(Rows from a segmentation dataset)
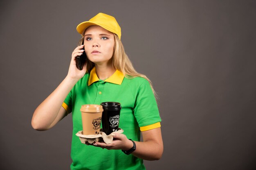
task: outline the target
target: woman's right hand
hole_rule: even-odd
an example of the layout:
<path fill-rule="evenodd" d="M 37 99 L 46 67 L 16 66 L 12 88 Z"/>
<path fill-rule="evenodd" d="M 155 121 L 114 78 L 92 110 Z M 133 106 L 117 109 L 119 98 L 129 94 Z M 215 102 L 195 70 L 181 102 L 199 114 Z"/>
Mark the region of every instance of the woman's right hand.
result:
<path fill-rule="evenodd" d="M 70 78 L 75 79 L 78 81 L 80 78 L 84 76 L 86 72 L 87 63 L 85 62 L 83 65 L 83 69 L 81 70 L 78 69 L 76 65 L 76 57 L 77 56 L 82 55 L 84 50 L 83 45 L 79 46 L 76 47 L 72 52 L 71 61 L 70 68 L 68 70 L 67 77 Z"/>

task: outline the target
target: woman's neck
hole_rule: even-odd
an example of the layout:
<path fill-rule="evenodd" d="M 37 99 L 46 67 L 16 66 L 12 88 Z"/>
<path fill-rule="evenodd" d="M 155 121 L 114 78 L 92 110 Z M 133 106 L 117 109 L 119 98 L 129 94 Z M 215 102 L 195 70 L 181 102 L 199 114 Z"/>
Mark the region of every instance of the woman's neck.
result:
<path fill-rule="evenodd" d="M 95 68 L 98 77 L 103 80 L 111 76 L 116 70 L 116 69 L 113 68 L 112 65 L 110 66 L 95 64 Z"/>

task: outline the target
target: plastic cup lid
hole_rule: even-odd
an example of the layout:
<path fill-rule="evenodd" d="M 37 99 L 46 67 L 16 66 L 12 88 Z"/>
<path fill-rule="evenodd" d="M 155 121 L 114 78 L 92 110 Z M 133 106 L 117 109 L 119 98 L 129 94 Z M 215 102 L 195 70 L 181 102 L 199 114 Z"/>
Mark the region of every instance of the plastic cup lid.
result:
<path fill-rule="evenodd" d="M 103 111 L 102 106 L 98 105 L 82 105 L 80 111 L 83 112 L 97 113 Z"/>
<path fill-rule="evenodd" d="M 104 110 L 116 111 L 120 110 L 121 108 L 121 104 L 117 102 L 106 102 L 101 103 Z"/>

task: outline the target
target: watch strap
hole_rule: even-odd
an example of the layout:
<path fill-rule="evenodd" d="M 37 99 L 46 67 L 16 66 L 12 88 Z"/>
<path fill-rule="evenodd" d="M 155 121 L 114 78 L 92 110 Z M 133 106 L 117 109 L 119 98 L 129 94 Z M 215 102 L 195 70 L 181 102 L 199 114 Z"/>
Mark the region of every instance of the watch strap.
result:
<path fill-rule="evenodd" d="M 129 140 L 130 140 L 132 142 L 132 143 L 133 143 L 133 146 L 132 146 L 132 148 L 131 148 L 129 150 L 122 150 L 122 151 L 126 155 L 130 154 L 132 152 L 133 152 L 136 149 L 136 144 L 135 144 L 135 142 L 134 142 L 134 141 L 133 141 L 132 140 L 130 139 L 129 139 Z"/>

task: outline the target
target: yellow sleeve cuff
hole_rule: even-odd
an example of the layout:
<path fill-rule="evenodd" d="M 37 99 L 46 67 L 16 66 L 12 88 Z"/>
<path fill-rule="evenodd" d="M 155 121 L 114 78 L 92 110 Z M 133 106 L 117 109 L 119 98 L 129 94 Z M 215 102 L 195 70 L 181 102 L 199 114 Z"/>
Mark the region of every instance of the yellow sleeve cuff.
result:
<path fill-rule="evenodd" d="M 63 103 L 62 103 L 62 107 L 63 108 L 65 109 L 65 110 L 66 110 L 67 114 L 69 114 L 71 112 L 71 111 L 70 110 L 70 108 L 68 107 L 68 106 L 64 102 L 63 102 Z"/>
<path fill-rule="evenodd" d="M 146 131 L 149 130 L 161 127 L 161 124 L 159 122 L 158 122 L 154 124 L 150 124 L 150 125 L 145 126 L 144 126 L 140 127 L 139 129 L 140 131 Z"/>

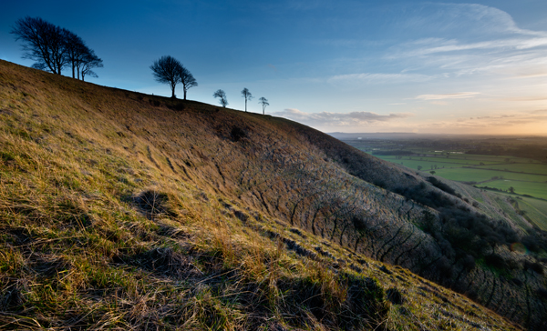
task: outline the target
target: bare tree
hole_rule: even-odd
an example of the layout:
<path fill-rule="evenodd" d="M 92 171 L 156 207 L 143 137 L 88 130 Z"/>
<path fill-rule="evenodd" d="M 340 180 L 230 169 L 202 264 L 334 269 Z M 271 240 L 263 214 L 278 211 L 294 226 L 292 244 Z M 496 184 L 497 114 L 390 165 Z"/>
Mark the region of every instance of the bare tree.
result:
<path fill-rule="evenodd" d="M 253 100 L 253 95 L 247 87 L 242 90 L 242 96 L 245 98 L 245 113 L 247 112 L 247 100 Z"/>
<path fill-rule="evenodd" d="M 65 56 L 67 57 L 67 63 L 72 68 L 72 78 L 76 78 L 76 69 L 78 67 L 88 46 L 86 46 L 82 38 L 71 31 L 63 29 L 63 34 L 65 37 Z"/>
<path fill-rule="evenodd" d="M 226 108 L 226 105 L 228 105 L 228 99 L 226 98 L 226 93 L 224 93 L 224 91 L 219 89 L 212 95 L 212 96 L 220 98 L 219 103 L 222 105 L 224 108 Z"/>
<path fill-rule="evenodd" d="M 270 104 L 268 104 L 268 99 L 266 99 L 263 96 L 261 96 L 260 99 L 258 99 L 258 103 L 263 105 L 263 115 L 265 115 L 266 114 L 266 105 L 270 105 Z"/>
<path fill-rule="evenodd" d="M 93 50 L 88 48 L 87 52 L 83 55 L 77 67 L 78 77 L 79 74 L 81 73 L 82 80 L 85 80 L 86 75 L 90 75 L 97 78 L 97 74 L 91 69 L 102 68 L 102 60 L 95 55 Z"/>
<path fill-rule="evenodd" d="M 150 65 L 156 81 L 169 84 L 171 89 L 171 97 L 173 98 L 176 97 L 175 86 L 178 83 L 181 83 L 181 72 L 183 68 L 181 62 L 170 55 L 161 56 Z"/>
<path fill-rule="evenodd" d="M 33 67 L 61 75 L 67 65 L 64 29 L 39 17 L 19 18 L 10 32 L 24 42 L 23 58 L 36 61 Z"/>
<path fill-rule="evenodd" d="M 182 89 L 184 90 L 184 100 L 186 100 L 186 92 L 188 91 L 189 88 L 197 86 L 198 82 L 193 77 L 191 73 L 188 69 L 186 69 L 184 66 L 182 66 L 182 69 L 179 73 L 179 75 L 180 75 L 181 83 L 182 83 Z"/>

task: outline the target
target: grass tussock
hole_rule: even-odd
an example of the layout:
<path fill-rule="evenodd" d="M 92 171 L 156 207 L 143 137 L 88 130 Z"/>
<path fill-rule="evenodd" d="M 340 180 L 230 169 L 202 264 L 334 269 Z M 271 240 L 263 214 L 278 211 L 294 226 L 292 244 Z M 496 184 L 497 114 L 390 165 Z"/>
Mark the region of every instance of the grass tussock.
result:
<path fill-rule="evenodd" d="M 328 179 L 287 122 L 0 65 L 0 328 L 518 329 L 348 249 L 349 198 L 385 195 Z"/>

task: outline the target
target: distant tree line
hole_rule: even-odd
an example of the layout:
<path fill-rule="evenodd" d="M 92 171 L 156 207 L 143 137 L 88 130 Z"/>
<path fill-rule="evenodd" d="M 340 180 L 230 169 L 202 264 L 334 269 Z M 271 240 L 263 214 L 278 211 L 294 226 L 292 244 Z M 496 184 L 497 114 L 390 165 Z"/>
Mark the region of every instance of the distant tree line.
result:
<path fill-rule="evenodd" d="M 10 33 L 23 41 L 23 58 L 36 61 L 34 68 L 61 75 L 69 66 L 72 78 L 84 80 L 86 75 L 97 77 L 93 69 L 103 66 L 102 60 L 77 35 L 40 17 L 18 19 Z"/>

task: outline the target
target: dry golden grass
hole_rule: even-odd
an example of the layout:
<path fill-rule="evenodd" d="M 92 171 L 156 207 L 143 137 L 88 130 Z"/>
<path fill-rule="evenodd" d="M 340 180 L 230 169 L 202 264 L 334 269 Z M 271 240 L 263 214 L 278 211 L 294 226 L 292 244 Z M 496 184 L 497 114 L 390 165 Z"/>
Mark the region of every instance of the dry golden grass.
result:
<path fill-rule="evenodd" d="M 230 128 L 305 160 L 278 119 L 0 69 L 0 329 L 519 329 L 259 208 Z"/>

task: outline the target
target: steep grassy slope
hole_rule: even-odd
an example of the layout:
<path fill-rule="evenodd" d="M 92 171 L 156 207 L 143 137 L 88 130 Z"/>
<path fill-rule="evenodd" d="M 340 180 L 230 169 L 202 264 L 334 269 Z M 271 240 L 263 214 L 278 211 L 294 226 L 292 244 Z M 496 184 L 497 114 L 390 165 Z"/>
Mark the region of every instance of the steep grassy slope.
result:
<path fill-rule="evenodd" d="M 545 319 L 542 265 L 505 243 L 530 229 L 510 204 L 309 127 L 6 62 L 0 118 L 4 327 L 513 328 L 382 262 L 530 328 Z M 497 222 L 465 218 L 480 210 Z M 461 219 L 503 237 L 464 236 Z"/>

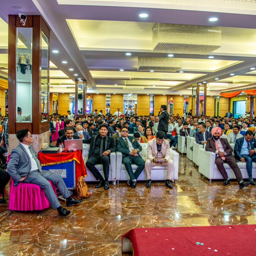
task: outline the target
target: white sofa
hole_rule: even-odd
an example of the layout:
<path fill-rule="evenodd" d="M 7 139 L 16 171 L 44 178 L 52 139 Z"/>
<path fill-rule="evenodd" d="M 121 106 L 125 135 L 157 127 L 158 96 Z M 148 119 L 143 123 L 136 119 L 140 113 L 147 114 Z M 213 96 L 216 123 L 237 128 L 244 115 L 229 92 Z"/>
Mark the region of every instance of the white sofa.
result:
<path fill-rule="evenodd" d="M 235 144 L 232 144 L 230 146 L 234 149 Z M 233 155 L 234 154 L 233 151 Z M 223 177 L 219 171 L 215 164 L 216 154 L 213 152 L 205 151 L 204 149 L 199 150 L 200 161 L 198 171 L 203 175 L 209 179 L 210 182 L 212 179 L 223 179 Z M 248 178 L 248 173 L 246 168 L 246 163 L 239 162 L 236 163 L 241 171 L 243 178 Z M 226 170 L 228 177 L 230 179 L 236 179 L 236 176 L 232 169 L 227 164 L 224 163 L 224 167 Z M 253 178 L 256 178 L 256 163 L 253 163 Z"/>
<path fill-rule="evenodd" d="M 191 161 L 193 159 L 193 151 L 190 148 L 193 146 L 193 142 L 195 141 L 193 137 L 187 137 L 187 157 Z"/>
<path fill-rule="evenodd" d="M 89 144 L 83 144 L 83 150 L 82 152 L 83 158 L 84 163 L 84 165 L 85 169 L 87 173 L 87 177 L 85 178 L 86 181 L 96 181 L 96 179 L 94 176 L 85 165 L 85 163 L 88 159 L 88 154 L 90 147 Z M 110 153 L 110 165 L 109 168 L 109 180 L 113 181 L 116 177 L 116 154 L 115 152 L 112 152 Z M 102 177 L 104 177 L 104 173 L 103 172 L 103 167 L 101 164 L 96 164 L 95 167 L 99 172 Z"/>
<path fill-rule="evenodd" d="M 142 149 L 140 154 L 144 160 L 147 157 L 147 143 L 139 143 Z M 172 149 L 170 150 L 170 159 L 173 160 L 174 163 L 173 171 L 171 179 L 174 180 L 174 182 L 178 179 L 179 168 L 179 153 Z M 122 163 L 122 154 L 120 152 L 116 152 L 116 179 L 117 180 L 128 180 L 130 178 L 125 169 L 124 165 Z M 132 167 L 134 172 L 135 172 L 137 166 L 132 164 Z M 166 179 L 167 168 L 157 165 L 152 167 L 151 172 L 151 179 L 154 180 L 164 180 Z M 147 180 L 147 175 L 145 169 L 140 174 L 138 180 Z"/>
<path fill-rule="evenodd" d="M 178 150 L 182 155 L 187 152 L 187 149 L 185 145 L 186 138 L 184 136 L 178 135 Z"/>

» EXERCISE DETAILS: Copy the records verbatim from the beginning through the line containing "98 77 L 103", and leave the pictures out.

» FULL SOLUTION:
task: outline the target
target: woman's right hand
hole_rule: even-odd
an example of the layout:
<path fill-rule="evenodd" d="M 37 99 L 46 67 L 16 66 L 12 88 Z"/>
<path fill-rule="evenodd" d="M 155 121 L 114 78 L 92 110 Z M 133 106 L 117 109 L 119 98 L 129 94 Z M 215 102 L 195 70 L 181 102 L 199 114 Z"/>
Mark the region of every instance of the woman's right hand.
result:
<path fill-rule="evenodd" d="M 70 78 L 75 79 L 78 81 L 80 78 L 84 76 L 86 72 L 87 63 L 85 62 L 83 65 L 83 69 L 81 70 L 78 69 L 76 65 L 76 57 L 77 56 L 82 55 L 84 50 L 83 45 L 79 46 L 76 47 L 72 52 L 71 61 L 70 68 L 68 70 L 67 77 Z"/>

task: outline the target
target: woman's neck
hole_rule: even-odd
an example of the layout:
<path fill-rule="evenodd" d="M 37 99 L 46 67 L 16 66 L 12 88 Z"/>
<path fill-rule="evenodd" d="M 155 121 L 114 78 L 92 110 Z M 133 106 L 117 109 L 119 98 L 129 94 Z M 215 102 L 195 70 L 181 102 L 199 114 Z"/>
Mark the region of every instance of the woman's neck.
result:
<path fill-rule="evenodd" d="M 95 68 L 98 77 L 103 80 L 111 76 L 116 70 L 116 69 L 113 68 L 112 65 L 110 66 L 95 64 Z"/>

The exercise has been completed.